_Activity_
Could you print all the entries exactly?

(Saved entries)
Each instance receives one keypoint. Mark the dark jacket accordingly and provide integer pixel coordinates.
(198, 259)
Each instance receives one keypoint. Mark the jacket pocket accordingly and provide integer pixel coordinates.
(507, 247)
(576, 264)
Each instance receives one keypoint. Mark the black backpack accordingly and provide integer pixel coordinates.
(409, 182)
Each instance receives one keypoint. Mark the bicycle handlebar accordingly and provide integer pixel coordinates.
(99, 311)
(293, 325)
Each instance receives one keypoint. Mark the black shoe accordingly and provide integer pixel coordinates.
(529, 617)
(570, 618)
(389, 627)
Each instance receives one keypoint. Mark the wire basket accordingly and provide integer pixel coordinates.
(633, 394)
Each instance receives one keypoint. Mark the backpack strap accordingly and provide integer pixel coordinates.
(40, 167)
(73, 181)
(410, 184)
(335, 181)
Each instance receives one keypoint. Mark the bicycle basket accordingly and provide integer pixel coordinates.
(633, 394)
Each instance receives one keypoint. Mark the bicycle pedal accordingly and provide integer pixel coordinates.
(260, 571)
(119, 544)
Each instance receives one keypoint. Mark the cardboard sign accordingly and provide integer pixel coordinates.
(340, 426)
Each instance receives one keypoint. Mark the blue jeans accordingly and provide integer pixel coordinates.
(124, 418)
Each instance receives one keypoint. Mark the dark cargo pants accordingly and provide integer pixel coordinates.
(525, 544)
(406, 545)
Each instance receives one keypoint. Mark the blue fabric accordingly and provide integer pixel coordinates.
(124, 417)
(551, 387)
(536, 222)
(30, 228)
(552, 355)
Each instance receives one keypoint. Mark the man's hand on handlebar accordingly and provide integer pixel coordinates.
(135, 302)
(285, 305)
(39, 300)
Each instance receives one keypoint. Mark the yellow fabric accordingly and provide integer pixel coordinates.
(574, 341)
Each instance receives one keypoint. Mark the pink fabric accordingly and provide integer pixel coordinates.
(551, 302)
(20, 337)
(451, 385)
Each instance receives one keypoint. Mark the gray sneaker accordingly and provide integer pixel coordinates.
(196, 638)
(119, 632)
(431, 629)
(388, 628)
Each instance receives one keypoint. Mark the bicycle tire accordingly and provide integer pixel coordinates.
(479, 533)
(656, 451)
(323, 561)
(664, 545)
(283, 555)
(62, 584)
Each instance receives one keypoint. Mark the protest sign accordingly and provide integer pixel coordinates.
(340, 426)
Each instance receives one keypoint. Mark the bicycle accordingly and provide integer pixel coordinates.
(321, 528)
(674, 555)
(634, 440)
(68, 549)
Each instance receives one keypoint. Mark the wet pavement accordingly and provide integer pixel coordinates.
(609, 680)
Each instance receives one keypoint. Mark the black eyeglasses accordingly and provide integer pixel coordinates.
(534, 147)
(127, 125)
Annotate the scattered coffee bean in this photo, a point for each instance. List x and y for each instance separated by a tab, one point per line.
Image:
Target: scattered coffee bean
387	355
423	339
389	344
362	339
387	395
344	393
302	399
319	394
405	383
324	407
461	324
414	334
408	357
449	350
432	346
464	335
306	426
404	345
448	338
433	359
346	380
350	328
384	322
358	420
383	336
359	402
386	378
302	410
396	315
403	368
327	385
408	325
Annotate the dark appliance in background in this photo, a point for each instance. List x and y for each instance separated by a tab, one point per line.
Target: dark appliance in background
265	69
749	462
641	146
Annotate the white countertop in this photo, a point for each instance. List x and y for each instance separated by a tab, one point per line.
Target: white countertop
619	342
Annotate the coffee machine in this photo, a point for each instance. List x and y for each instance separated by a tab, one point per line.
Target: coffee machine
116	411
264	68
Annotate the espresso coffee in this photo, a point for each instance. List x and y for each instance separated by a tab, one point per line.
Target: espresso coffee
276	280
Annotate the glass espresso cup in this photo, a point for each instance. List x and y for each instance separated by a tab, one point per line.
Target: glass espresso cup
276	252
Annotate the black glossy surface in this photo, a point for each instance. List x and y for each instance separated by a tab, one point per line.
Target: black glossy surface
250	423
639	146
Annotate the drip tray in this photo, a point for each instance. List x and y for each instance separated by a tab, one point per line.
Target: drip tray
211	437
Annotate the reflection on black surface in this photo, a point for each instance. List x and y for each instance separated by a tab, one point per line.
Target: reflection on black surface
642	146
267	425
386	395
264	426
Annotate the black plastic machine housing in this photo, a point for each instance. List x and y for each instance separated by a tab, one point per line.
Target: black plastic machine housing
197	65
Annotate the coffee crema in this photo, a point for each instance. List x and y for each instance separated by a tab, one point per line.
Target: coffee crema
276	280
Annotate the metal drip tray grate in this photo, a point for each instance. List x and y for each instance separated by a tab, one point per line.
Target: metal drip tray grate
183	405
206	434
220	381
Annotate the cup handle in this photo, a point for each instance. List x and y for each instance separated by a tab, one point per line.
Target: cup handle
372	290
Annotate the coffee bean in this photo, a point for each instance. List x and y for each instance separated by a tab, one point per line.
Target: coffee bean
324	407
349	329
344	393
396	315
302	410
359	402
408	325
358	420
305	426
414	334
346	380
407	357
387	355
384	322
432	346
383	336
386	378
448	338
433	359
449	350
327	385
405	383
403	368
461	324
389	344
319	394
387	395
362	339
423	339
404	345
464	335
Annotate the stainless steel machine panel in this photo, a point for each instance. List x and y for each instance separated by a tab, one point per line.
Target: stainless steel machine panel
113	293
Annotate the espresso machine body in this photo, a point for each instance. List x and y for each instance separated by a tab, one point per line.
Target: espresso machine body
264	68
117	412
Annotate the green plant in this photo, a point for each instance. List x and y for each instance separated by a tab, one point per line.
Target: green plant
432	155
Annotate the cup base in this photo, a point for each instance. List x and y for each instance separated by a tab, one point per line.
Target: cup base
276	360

_Answer to this exercise_
Each instance receives one keypoint. Mark the dark jacket accordingly and provide integer pixel coordinates.
(198, 259)
Each instance receives one keypoint. Mark the jacket pocket accordingly and provide integer pixel coordinates.
(507, 247)
(576, 264)
Each instance receives one keypoint. Mark the black backpack accordingly and provide integer pixel coordinates.
(409, 182)
Each instance receives one keypoint. Mark the bicycle handlebar accordingly and provide integer pixel coordinates.
(99, 311)
(293, 325)
Each instance receives one keypoint. Mark the black shoe accordingly and provide integer pixel coordinates.
(529, 617)
(570, 618)
(389, 627)
Each instance receives one keypoint. Mark the wire basket accordingly and provide integer pixel coordinates.
(633, 394)
Each instance receives one keypoint. Mark the backpack strap accordingly and provide integer pixel coordinates.
(40, 167)
(73, 181)
(410, 184)
(335, 181)
Each instance receives one keypoint. Mark the bicycle basket accordingly and provide integer pixel coordinates.
(633, 394)
Each instance receives one keypoint. Mark the bicycle pedal accordingly and provide integer pixel coordinates.
(260, 571)
(119, 544)
Each instance receives one keypoint. Mark the cardboard sign accordingly and provide integer pixel coordinates.
(340, 426)
Each instance receives one keypoint. Mark the blue jeans accordingly and provide integer pixel coordinates.
(124, 418)
Each instance receives one keypoint. Mark the dark cargo pants accordingly and provide integer pixel coordinates.
(525, 544)
(406, 545)
Each instance receives one keypoint. Mark the blue fabric accordingly and provide integer pixel coordinates.
(124, 417)
(551, 387)
(536, 222)
(30, 228)
(552, 355)
Each instance receives one keypoint. Mark the man's hand on handlebar accordingly and provide integer pixel coordinates.
(135, 302)
(285, 305)
(39, 300)
Each instance receives one keypoint. Mark the yellow fabric accordingly and provide integer pixel coordinates.
(574, 341)
Each instance receives one keypoint. Mark the pink fabric accordingly and provide integer pixel coordinates.
(551, 302)
(20, 337)
(451, 385)
Each instance receives one keypoint. Mark the gray sneaker accordingly and provide integer pixel coordinates.
(196, 638)
(119, 632)
(431, 629)
(388, 628)
Each instance receives one keypoint. Mark the bicycle tire accordingly and provide integer pixel coordinates.
(479, 533)
(656, 451)
(323, 561)
(664, 545)
(283, 555)
(62, 584)
Each instance receives one keypoint. Mark the protest sign accordingly and provide integer pixel coordinates.
(340, 426)
Each instance receives one keypoint. Mark the bicycle accordingly and provide integer pixel coordinates.
(321, 528)
(674, 555)
(634, 440)
(68, 549)
Each instance receives one keypoint. Mark the wet pavement accordingly and provide integer pixel coordinates.
(609, 680)
Each instance receives one keypoint. Mark the black eyeglasses accordingly and provide integer pixel coordinates.
(534, 147)
(127, 125)
Annotate the scattered coffee bean in this photo, a point for each instance. List x and y for each instance separated by a tab, one point per line.
Image:
Target: scattered coffee bean
387	355
423	339
389	344
362	339
387	395
344	393
302	399
319	394
405	383
324	407
461	324
414	334
408	357
449	350
432	346
464	335
306	426
404	345
448	338
433	359
346	380
350	328
384	322
358	420
383	336
359	402
386	378
302	410
396	315
403	368
327	385
408	325
Annotate the dark appliance in background in this photo, a point for each instance. List x and y for each instance separated by a tab, one point per line.
Target: dark appliance in background
265	69
749	462
641	146
Annotate the white countertop in this photo, a point for each instance. List x and y for each instance separated by a tab, one point per line.
Target: white countertop
619	342
Annotate the coffee machine in this photo, a point for each instance. List x and y for each instance separated by a tab, one point per line.
Target: coffee machine
116	411
264	68
Annotate the espresso coffee in this photo, a point for each instance. List x and y for each instance separated by a tab, one point per line.
Target: espresso coffee
276	280
Annotate the glass espresso cup in this photo, a point for each instance. List x and y for each instance separated by a tab, one point per line.
Target: glass espresso cup
276	252
Annotate the black glossy surface in this photo, a point for each instance. List x and y for each instance separated by a tab, one point per line.
Target: black glossy surface
250	423
639	146
Annotate the drip tray in this photo, a point for each instance. List x and y for each instance separated by a tab, one point per line.
Target: drip tray
211	437
Annotate the reflection on black surface in this photo, a point for each instance. List x and y for each instance separated by a tab, one point per line.
Target: reflection on black surface
642	146
267	425
386	395
264	426
Annotate the black plastic machine housing in this photo, a point for each instance. List x and y for each instance separated by a tab, one point per line.
Target: black plastic machine housing
197	65
Annotate the coffee crema in this photo, a point for each instance. List x and y for each instance separated by a tab, one point per line.
Target: coffee crema
276	280
Annotate the metal drip tray grate in this photo, a point for each instance. List x and y for each instance separated by a tab, one point per line.
Target: metal drip tray grate
183	405
206	434
220	381
Annotate the cup handle in this photo, a point for each instance. List x and y for each instance separated by a tab, one point per line.
Target: cup handle
372	290
Annotate the coffee bean in this photo, a point for each instance. List x and y for each instance separated by a tab, one point per line.
Target: coffee bean
324	407
349	329
344	393
396	315
302	410
359	402
408	325
358	420
305	426
414	334
346	380
407	357
387	355
384	322
432	346
383	336
386	378
448	338
433	359
449	350
327	385
405	383
403	368
461	324
389	344
319	394
387	395
362	339
423	339
404	345
464	335
Annotate the stainless steel machine panel in this photo, a point for each instance. List x and y for each instance separated by a tab, one point per line.
Target: stainless steel machine panel
113	293
Annotate the espresso machine body in this photo, a point for each instance. List x and y for each instance separated by a tab, one point per line.
Target: espresso machine body
264	68
117	412
Annotate the green plant in this photo, a point for each instance. List x and y for each instance separated by a tab, one point per line.
Target: green plant
432	155
Annotate the cup base in this photo, a point for each instance. List x and y for each instance separated by a tab, one point per line.
Target: cup base
276	360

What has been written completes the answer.